Data supplied:
• • • •
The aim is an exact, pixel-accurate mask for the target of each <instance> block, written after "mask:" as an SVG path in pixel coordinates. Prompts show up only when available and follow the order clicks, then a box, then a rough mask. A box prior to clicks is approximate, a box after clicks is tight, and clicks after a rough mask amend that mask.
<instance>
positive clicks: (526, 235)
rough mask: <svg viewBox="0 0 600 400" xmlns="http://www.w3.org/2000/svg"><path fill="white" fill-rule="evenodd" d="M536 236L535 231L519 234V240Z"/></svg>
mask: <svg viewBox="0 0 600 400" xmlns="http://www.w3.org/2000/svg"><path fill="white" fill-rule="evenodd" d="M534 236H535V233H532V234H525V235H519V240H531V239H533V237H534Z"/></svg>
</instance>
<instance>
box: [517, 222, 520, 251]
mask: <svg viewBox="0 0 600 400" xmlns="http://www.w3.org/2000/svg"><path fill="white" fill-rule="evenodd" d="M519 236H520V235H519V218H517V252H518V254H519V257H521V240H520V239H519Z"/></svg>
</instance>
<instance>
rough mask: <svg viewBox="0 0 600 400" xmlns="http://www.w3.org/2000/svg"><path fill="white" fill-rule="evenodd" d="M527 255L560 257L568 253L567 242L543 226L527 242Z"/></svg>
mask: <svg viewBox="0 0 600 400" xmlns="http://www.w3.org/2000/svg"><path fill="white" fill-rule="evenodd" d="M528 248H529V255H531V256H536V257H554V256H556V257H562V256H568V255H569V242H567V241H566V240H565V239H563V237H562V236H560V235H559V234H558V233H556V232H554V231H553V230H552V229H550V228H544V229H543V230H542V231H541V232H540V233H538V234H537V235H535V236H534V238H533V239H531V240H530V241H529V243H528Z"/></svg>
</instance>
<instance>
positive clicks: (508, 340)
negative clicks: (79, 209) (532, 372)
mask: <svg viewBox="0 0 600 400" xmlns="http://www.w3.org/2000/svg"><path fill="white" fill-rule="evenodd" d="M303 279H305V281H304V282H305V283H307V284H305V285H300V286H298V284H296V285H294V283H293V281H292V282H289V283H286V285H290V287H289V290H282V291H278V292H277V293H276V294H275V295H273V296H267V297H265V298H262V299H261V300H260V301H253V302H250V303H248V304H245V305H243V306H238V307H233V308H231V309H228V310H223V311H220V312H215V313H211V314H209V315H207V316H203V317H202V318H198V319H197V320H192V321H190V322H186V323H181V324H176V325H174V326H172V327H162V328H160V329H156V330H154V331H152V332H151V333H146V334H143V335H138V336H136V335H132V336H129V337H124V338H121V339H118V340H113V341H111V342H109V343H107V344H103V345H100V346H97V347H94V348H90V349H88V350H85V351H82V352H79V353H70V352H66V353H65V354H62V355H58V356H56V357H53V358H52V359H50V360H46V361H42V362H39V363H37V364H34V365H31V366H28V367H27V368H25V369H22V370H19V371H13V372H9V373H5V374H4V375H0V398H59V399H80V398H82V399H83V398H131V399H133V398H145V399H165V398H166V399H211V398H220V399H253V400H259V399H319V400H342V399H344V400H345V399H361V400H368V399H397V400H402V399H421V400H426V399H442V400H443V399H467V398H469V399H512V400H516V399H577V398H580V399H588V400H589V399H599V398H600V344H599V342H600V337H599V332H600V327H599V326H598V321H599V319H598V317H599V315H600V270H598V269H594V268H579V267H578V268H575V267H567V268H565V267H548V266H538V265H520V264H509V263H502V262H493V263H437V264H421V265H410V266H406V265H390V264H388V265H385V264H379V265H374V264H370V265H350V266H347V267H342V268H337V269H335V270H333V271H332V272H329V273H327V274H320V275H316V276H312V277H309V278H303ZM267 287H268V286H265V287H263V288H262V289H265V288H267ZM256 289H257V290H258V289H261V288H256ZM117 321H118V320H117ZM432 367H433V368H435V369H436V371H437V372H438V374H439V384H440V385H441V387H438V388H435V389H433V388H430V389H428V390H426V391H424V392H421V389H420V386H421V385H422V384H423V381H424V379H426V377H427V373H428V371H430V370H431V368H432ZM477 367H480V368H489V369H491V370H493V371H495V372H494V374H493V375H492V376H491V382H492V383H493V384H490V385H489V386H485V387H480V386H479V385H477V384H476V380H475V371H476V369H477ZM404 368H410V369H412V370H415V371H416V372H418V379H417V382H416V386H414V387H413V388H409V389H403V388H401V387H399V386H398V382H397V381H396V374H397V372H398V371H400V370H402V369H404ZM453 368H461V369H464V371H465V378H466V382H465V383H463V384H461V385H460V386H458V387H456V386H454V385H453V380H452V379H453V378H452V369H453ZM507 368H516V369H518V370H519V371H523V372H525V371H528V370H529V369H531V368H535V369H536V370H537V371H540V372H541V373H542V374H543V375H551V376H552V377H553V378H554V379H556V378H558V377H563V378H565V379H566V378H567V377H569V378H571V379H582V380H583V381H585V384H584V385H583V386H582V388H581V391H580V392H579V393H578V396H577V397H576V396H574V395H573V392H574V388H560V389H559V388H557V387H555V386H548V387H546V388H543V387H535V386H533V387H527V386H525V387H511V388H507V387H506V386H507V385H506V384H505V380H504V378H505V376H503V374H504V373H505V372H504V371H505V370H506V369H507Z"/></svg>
• • • •
What is being asked: Give back the complete data exactly as supplied.

Result:
The aim is an exact, pixel-accurate mask for the target of each <instance> block, written after "mask:" as an SVG path in pixel coordinates. Prompts show up only when available and follow the order clicks, then a box, then a rough mask. A box prior to clicks is approximate, a box after clicks is tight, and clicks after a rough mask amend that mask.
<instance>
positive clicks: (526, 235)
rough mask: <svg viewBox="0 0 600 400" xmlns="http://www.w3.org/2000/svg"><path fill="white" fill-rule="evenodd" d="M536 236L535 231L519 234V240Z"/></svg>
mask: <svg viewBox="0 0 600 400" xmlns="http://www.w3.org/2000/svg"><path fill="white" fill-rule="evenodd" d="M534 236H535V233H532V234H525V235H519V240H531V239H533V237H534Z"/></svg>
</instance>
<instance>
box: [517, 222, 520, 251]
mask: <svg viewBox="0 0 600 400" xmlns="http://www.w3.org/2000/svg"><path fill="white" fill-rule="evenodd" d="M519 236H520V235H519V218H517V252H518V254H519V257H521V240H520V239H519Z"/></svg>
</instance>
<instance>
rough mask: <svg viewBox="0 0 600 400" xmlns="http://www.w3.org/2000/svg"><path fill="white" fill-rule="evenodd" d="M527 255L560 257L568 253L567 242L543 226L527 242Z"/></svg>
mask: <svg viewBox="0 0 600 400" xmlns="http://www.w3.org/2000/svg"><path fill="white" fill-rule="evenodd" d="M528 248H529V255H531V256H536V257H554V256H556V257H562V256H568V255H569V242H567V241H566V240H565V239H563V237H562V236H560V235H559V234H558V233H556V232H554V231H553V230H552V229H550V228H544V229H543V230H542V231H541V232H540V233H538V234H537V235H535V236H534V238H533V239H531V240H530V241H529V243H528Z"/></svg>
</instance>
<instance>
positive clicks: (508, 340)
negative clicks: (79, 209) (532, 372)
mask: <svg viewBox="0 0 600 400" xmlns="http://www.w3.org/2000/svg"><path fill="white" fill-rule="evenodd" d="M303 279H305V281H304V282H305V283H307V284H305V285H300V286H298V284H296V285H294V283H293V281H292V282H289V283H286V285H290V287H289V290H282V291H278V292H277V293H276V294H275V295H273V296H267V297H265V298H262V299H261V300H260V301H253V302H250V303H248V304H245V305H243V306H238V307H233V308H231V309H228V310H223V311H220V312H215V313H211V314H209V315H207V316H203V317H202V318H198V319H197V320H192V321H190V322H186V323H181V324H176V325H174V326H172V327H162V328H160V329H156V330H154V331H152V332H151V333H146V334H143V335H138V336H136V335H132V336H129V337H124V338H121V339H118V340H113V341H111V342H109V343H107V344H103V345H100V346H97V347H94V348H90V349H88V350H85V351H82V352H79V353H70V352H66V353H65V354H62V355H58V356H56V357H53V358H52V359H50V360H46V361H42V362H39V363H37V364H34V365H31V366H28V367H27V368H25V369H22V370H19V371H13V372H9V373H5V374H4V375H0V398H59V399H80V398H82V399H83V398H131V399H133V398H145V399H165V398H166V399H211V398H220V399H253V400H259V399H319V400H342V399H344V400H345V399H361V400H368V399H397V400H402V399H421V400H426V399H442V400H443V399H467V398H469V399H512V400H516V399H577V398H580V399H588V400H589V399H599V398H600V344H599V342H600V337H599V332H600V327H599V326H598V321H599V319H598V317H599V315H600V270H598V269H594V268H579V267H578V268H575V267H567V268H565V267H548V266H538V265H520V264H509V263H502V262H493V263H437V264H421V265H410V266H406V265H390V264H388V265H385V264H379V265H374V264H370V265H350V266H347V267H342V268H337V269H335V270H333V271H332V272H329V273H327V274H320V275H316V276H312V277H309V278H303ZM267 287H268V286H265V287H263V288H262V289H265V288H267ZM256 289H257V290H258V289H261V288H256ZM117 321H118V320H117ZM432 367H433V368H435V369H436V371H437V372H438V374H439V384H440V385H441V387H438V388H435V389H433V388H430V389H428V390H426V391H424V392H421V389H420V386H421V385H422V384H423V381H424V379H426V377H427V373H428V371H430V370H431V368H432ZM477 367H480V368H489V369H491V370H493V371H495V372H494V374H493V375H492V376H491V382H492V383H493V384H490V385H489V386H485V387H480V386H479V385H477V384H476V380H475V371H476V369H477ZM404 368H410V369H412V370H415V371H416V372H418V379H417V382H416V386H414V387H413V388H409V389H403V388H401V387H399V386H398V382H397V381H396V374H397V372H398V371H400V370H402V369H404ZM453 368H461V369H464V371H465V378H466V382H465V383H463V384H461V385H460V386H458V387H456V386H454V385H453V380H452V379H453V378H452V369H453ZM507 368H516V369H518V370H519V371H523V372H525V371H528V370H529V369H531V368H535V369H536V370H537V371H540V372H541V373H542V374H543V375H551V376H552V377H553V378H554V379H556V378H558V377H563V378H565V379H566V378H567V377H569V378H571V379H582V380H583V381H585V384H584V385H583V386H582V388H581V391H580V392H579V393H578V396H577V397H576V396H574V395H573V392H574V388H560V389H559V388H557V387H555V386H548V387H546V388H543V387H535V386H533V387H527V386H525V387H511V388H507V387H506V386H507V385H506V384H505V380H504V378H505V376H503V374H504V373H505V372H504V371H505V370H506V369H507Z"/></svg>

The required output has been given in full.